- ATIVIDADE 1 -
Traduza para o inglês esta frase do texto sobre a carne de sol: "A carne de sol tem versões diversas de acordo com a região: umas se curtem mesmo ao sol, outras depois de salgadas deitam seu soro sob o sereno."
- ATIVIDADE 2 -
Dê continuidade ao texto sobre a carne de sol a partir da última frase apresentada.

- TEXTO APRESENTADO -
Que me desculpem os vegetarianos, pródigos por uma dieta piedosa com os animais e prudentes com seus sistemas digestivos, mas a carne faz parte da dieta humana sob diversas formas, e muita gente, me incluo, gosta de saborear um bom bife. De tempos para cá, praticamente reduzi à metade o consumo de carne bovina, mas há meios especiais de saboreio dos quais não abro mão. Dividindo espaço com um eventual churrasco, uma carne assada de pá ou peito, ou uma paleta de carneiro dormida em cominho e hortelã, a carne de sol, (ou "do" sol), pontifica entre as especialidades da casa.
A carne de sol tem origens diversas, histórias contadas de todo canto, mas a verdade é que em comum todas as versões se encontram no fato de que alguem precisou um dia salgar a carne para conservá-la em tempos sem geladeira. Quanto mais sal, mais tempo de conserva.Na época do Descobrimento, as carnes, além do sal, eram protegidas de fungos, moscas e suas larvas com sal e muito tempero, as chamadas especiarias, que eram base das transações econômicas da época e citadas pelos historiadores como motivadoras das rotas marítmas que deram outra cara ao mundo.
A carne de sol tem versões diversas de acordo com a região: umas se curtem mesmo ao sol, outras depois de salgadas deitam seu soro sob o sereno. Os cortes variam com as preferências, como mudam os nomes das partes do boi Brasil afora.
As minhas versões preferidas são as da cidade de Rui Barbosa e da Chapada, na Bahia, as servidas em Natal RN, Pernambuco, Paraíba e as espetaculares carnes de sol de carneiro e bode de Teresina.
Mas lembro das viagens com meus pais a Feira de Santana, na Bahia ainda garoto. A feira "de Feira", gigantesca, com gente vinda de todo lugar para vender e comprar, exibia nas suas barracas aquelas mantas enormes de carne do sol, que minha mãe cuidadosamente ia escolhendo, enquanto eu salivava antecipando a hora do almoço que viria sob a regência daquelas mãos mágicas a preparar um bom pedaço para ser comido com pirão de leite, um feijaozinho, um suco de mangaba...
Patinho, coxão-mole...Mais magra a primeira, mais adiposa a segunda, eram as preferidas de Dona Ruth.
E a cada nascer do sol, essa iguaria volta e meia aparecia na mesa lá de casa. Depois, morando em Brasilia, aproveitamos a boa presença nordestina no lugar para continuar no hábito. Mas sempre, comprando pronta em açougues onde um bom nordestino conservava carne e cultura. E assim aderiram também ao gosto a minha companheira e os nossos filhos.

- MATERIAL DE ESTUDO -
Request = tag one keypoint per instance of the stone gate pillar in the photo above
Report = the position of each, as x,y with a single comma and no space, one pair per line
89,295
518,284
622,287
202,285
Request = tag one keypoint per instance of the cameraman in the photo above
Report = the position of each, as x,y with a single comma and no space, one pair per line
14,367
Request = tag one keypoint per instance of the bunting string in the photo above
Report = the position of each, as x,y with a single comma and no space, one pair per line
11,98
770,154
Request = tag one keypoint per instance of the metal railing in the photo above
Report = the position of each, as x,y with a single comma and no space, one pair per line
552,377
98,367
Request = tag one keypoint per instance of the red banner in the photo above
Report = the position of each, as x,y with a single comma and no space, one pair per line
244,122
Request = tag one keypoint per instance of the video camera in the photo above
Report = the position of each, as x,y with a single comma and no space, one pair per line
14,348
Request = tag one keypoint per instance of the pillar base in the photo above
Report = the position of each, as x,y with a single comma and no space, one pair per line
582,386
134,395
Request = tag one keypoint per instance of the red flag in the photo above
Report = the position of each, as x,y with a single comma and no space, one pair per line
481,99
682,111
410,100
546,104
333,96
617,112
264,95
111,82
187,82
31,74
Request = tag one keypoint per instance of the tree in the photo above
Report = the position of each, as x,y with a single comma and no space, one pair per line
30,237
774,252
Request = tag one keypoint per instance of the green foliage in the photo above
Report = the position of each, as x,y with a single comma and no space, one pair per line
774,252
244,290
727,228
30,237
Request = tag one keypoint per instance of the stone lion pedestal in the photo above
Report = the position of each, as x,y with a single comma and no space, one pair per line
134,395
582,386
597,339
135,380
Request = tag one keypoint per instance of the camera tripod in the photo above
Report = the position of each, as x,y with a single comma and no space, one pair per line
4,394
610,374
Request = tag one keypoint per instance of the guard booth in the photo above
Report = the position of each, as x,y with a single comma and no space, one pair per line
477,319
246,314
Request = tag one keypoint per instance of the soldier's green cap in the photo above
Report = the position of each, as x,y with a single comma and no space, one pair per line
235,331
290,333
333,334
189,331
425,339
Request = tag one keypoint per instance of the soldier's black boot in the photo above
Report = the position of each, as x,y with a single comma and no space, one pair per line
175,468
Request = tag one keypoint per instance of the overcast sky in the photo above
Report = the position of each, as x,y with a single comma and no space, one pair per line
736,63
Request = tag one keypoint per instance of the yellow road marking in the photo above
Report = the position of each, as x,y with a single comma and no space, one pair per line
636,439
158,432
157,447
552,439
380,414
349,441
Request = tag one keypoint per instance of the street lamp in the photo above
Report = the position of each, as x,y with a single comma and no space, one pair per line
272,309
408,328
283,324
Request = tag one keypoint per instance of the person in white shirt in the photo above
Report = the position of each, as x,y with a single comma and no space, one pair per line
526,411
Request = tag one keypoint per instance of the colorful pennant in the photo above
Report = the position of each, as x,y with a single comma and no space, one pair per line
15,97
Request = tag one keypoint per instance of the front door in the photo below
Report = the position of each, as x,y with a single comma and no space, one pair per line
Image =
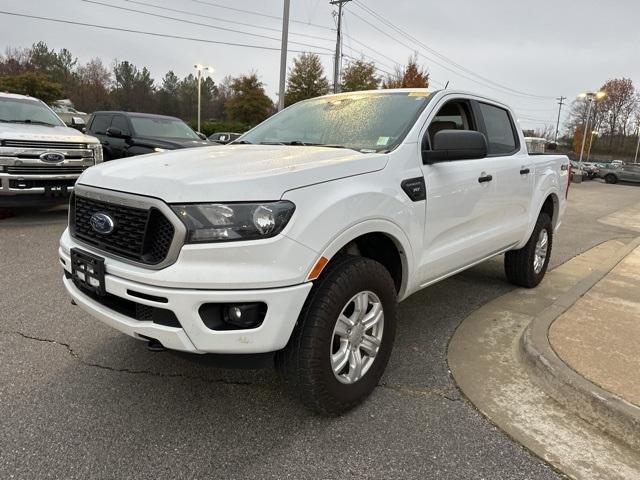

- RESPOSTA DA TAREFA 1 -
Sun-dried beef comes in different versions depending on the region: some are cured right out in the sun, while others, after being salted, release their brine under the night dew.

- RESPOSTA DA TAREFA 2 -
Aqui no Rio, ao chegar, percebi que carne do sol não se encontra em todo lugar, perto de casa. É preciso que se procure restaurantes especializados, ou então indo direto à Feira de São Cristóvão, onde o que não falta é opção para se comprar, seja nos restaurantes ou nos açougues.
Vindo com a força do hábito, era pouco para mim. Não ter carne do sol no açougue da esquina era o fim. Resolvi fazer a minha própria. O sertão bravio clamava no meu estômago. As caravanas vencendo a caatinga do interior baiano rugiam no DNA. Brumado, Boninal, Seabra, Lençois...A rude carne do sol que se apaziguava as faces ensolaradas e curtidas do sertão baiano chamava o frugal bife com fritas e feijãozinho preto carioca de "fulêro".
Parti para um açougue, comprei um bom pedaço bem gordo de chã (como chamam aqui o coxão-mole), e o coloquei na tábua. Abri lateralmente, no sentido da gordura para baixo, um bifão de uns 3,5 cm de altura até pouco antes de transpassar. Em forma sanfonada (tudo a ver!), no corte, voltando no sentido contrário, fui dando forma àquela peça que seria a primeira de muitas.Salguei, com sal fino (é melhor para controlar a quantidade. O sal grosso passa do ponto muitas vezes), deixando a mesma com uma crosta esbranquiçada de sal e a deitei numa vasilha grande. Seis horas marinando, escorri o soro, salguei de novo. Quatro horas marinando, escorri mais soro e acrescentei um copo de leite integral, onde ficou por mais 4 horas. (O leite redistribui e equilibra o sal, retirando o excesso sem tirar o sabor da carne, como a água faria. A carne de sol desse preparo não precisa escaldar nem por de molho.) Continuando, já de noite, pendurei a danadinha protegida por um filó e a deixei serenar, a retirando no final do dia seguinte...Estava pronta a minha vingança cultural, satisfeito meu paladar e fica como receita para quem ler.
Só lembrando: Carne de sol e carne-seca ou charque, são coisas diferentes. Cuidado com a pressão alta!